What is asked: Rewrite the data as a numbered list, starting from its first line and stopping after the line that contains "44, 141, 141]]". Omit any blank lines.

Provided entries:
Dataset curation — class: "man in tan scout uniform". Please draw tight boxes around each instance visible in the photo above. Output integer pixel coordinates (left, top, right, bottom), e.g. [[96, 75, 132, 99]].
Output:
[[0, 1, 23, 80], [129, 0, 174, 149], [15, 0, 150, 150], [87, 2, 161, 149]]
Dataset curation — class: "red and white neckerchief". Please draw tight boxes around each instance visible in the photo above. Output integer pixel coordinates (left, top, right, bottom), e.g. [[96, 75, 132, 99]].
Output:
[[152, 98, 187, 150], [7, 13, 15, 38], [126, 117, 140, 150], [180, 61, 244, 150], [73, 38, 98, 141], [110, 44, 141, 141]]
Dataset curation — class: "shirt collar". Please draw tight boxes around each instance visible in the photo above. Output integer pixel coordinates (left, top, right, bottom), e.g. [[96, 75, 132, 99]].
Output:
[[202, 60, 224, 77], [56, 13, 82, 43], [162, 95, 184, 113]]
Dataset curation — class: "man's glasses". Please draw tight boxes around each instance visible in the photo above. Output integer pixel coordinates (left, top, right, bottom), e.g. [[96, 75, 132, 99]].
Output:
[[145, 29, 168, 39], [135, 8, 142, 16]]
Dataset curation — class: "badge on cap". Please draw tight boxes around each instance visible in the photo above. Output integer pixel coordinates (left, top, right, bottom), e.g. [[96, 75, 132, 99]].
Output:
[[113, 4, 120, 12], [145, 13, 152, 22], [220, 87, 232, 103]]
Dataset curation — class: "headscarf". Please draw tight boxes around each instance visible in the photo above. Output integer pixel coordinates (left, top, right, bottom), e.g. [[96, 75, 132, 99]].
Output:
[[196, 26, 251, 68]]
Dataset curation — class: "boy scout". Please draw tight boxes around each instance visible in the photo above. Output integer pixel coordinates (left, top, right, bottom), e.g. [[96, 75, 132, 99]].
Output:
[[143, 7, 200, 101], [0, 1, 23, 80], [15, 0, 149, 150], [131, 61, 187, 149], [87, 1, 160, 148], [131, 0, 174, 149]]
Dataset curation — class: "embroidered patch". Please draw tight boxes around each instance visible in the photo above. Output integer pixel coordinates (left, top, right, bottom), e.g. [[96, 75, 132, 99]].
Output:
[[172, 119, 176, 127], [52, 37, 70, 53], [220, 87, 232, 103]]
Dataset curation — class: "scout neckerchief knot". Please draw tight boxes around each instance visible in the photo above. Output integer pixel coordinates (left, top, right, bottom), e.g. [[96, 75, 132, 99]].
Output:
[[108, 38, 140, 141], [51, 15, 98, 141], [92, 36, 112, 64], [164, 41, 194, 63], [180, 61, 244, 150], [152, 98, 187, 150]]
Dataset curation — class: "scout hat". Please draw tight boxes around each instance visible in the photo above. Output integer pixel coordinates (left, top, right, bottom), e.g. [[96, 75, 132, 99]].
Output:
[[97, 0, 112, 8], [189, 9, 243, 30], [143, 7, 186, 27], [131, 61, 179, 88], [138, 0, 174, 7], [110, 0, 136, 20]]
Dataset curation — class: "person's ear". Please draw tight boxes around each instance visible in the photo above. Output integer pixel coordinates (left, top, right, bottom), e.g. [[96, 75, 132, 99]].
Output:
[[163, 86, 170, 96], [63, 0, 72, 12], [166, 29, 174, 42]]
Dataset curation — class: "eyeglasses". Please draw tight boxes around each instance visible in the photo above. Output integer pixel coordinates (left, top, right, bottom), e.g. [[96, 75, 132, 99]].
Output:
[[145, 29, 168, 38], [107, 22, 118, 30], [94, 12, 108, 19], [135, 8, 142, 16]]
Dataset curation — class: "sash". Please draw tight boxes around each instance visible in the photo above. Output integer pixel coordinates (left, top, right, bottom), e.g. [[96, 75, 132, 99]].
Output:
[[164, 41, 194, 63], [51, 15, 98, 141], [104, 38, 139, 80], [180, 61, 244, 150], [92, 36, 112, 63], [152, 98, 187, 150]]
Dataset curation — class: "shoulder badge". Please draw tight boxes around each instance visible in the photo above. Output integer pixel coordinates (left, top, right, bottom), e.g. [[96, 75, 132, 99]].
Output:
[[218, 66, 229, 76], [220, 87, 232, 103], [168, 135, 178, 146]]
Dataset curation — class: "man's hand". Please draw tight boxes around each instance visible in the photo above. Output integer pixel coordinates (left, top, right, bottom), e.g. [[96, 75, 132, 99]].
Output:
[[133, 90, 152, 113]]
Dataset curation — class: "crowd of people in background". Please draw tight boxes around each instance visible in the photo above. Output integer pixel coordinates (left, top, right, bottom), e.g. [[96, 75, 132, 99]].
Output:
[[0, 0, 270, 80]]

Task answer:
1. Dataset curation — class: "man in tan scout uniform". Please draw tight boxes around each instance visible in the photo above. Output integer pixel coordinates (left, top, right, bottom), e.g. [[96, 75, 132, 99]].
2. Output:
3. [[0, 1, 23, 80], [129, 0, 174, 149], [15, 0, 150, 150], [87, 2, 161, 149]]
4. Dataset curation — class: "red and white neckerchief". Please draw tight boxes around each instance visible in the photo above. Output integer pixel coordinates (left, top, right, bottom), e.g. [[96, 75, 132, 99]].
5. Output:
6. [[152, 98, 187, 150], [7, 13, 15, 38], [126, 117, 140, 150], [180, 61, 244, 150], [73, 38, 98, 141], [110, 44, 141, 141]]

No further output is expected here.